Comunidades en riesgo
Las comunidades que viven en la Amazonía, sobre todo las indígenas y ribereñas, están en la primera línea de estas disputas. Son ellas las que reciben el mayor impacto y muchas veces pagan el precio más alto. “Los líderes indígenas y defensores ambientales se han convertido en blancos recurrentes de amenazas y ataques”. A esta violencia, que incluye desplazamientos forzados y pérdida de territorios, se suman viejos problemas de exclusión y falta de reconocimiento de sus derechos.
El panorama se complica todavía más porque gran parte de estos territorios coinciden con áreas protegidas y resguardos indígenas. Allí se cruzan tres fuerzas, la conservación, el desarrollo y la criminalidad, una mezcla que aumenta las tensiones. Por eso, concluye el documento, “entenderla como territorio en disputa exige un enfoque interseccional, multiescalar y profundamente colaborativo que integre a comunidades, Estados y organizaciones internacionales”.
Respuestas insuficientes y llamado a la acción
Aunque en cada país amazónico se han aprobado leyes para frenar la deforestación, regular la minería y proteger territorios indígenas, la realidad es que las respuestas siguen siendo limitadas y desiguales.
El informe señala que “la captura del Estado y la influencia de intereses ilegales o corporativos sobre autoridades locales, fiscales y judiciales” debilitan la capacidad de los gobiernos para actuar. A esto se suma la falta de coordinación entre países, lo que deja abiertas fronteras por donde circulan sin mayor control las economías ilícitas.

Datos mostrados.
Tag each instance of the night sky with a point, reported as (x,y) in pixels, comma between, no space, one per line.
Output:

Tareas.
A) Reescribe el texto sobre la Amazonía empezando en "Comunidades en riesgo" y terminando en "de sus derechos.", con "Amazonía" sustituido por "selva amazónica".
B) Según el texto sobre la Amazonía, ¿qué tres fuerzas se cruzan en esos territorios?
C) Sigue escribiendo el texto sobre la Amazonía a partir de su última oración.
Las líneas no hacen falta para resolver las tareas.

Respuestas.
A)
Comunidades en riesgo
Las comunidades que viven en la selva amazónica, sobre todo las indígenas y ribereñas, están en la primera línea de estas disputas. Son ellas las que reciben el mayor impacto y muchas veces pagan el precio más alto. “Los líderes indígenas y defensores ambientales se han convertido en blancos recurrentes de amenazas y ataques”. A esta violencia, que incluye desplazamientos forzados y pérdida de territorios, se suman viejos problemas de exclusión y falta de reconocimiento de sus derechos.

B) La conservación, el desarrollo y la criminalidad.

C)
Buena parte de las medidas, además, han apostado por un enfoque policial o militar, sin atacar el fondo del problema que son las causas sociales y económicas. Según el informe, estas políticas “marginan a las comunidades que se oponen a megaproyectos” y en algunos casos llegan a criminalizar la protesta. La exclusión de las comunidades de las decisiones alimenta la desconfianza y la violencia, lo que termina frenando los esfuerzos de conservación.
La cooperación internacional ha sumado recursos y proyectos, desde financiamiento climático hasta acuerdos regionales, pero su alcance aún es insuficiente. El documento advierte que “las capacidades y la voluntad de los Estados para proteger los ecosistemas, los recursos naturales y la integridad ecológica continúan siendo limitadas”. En muchos casos, el dinero y los programas se pierden frente a la magnitud del problema y a la falta de control efectivo.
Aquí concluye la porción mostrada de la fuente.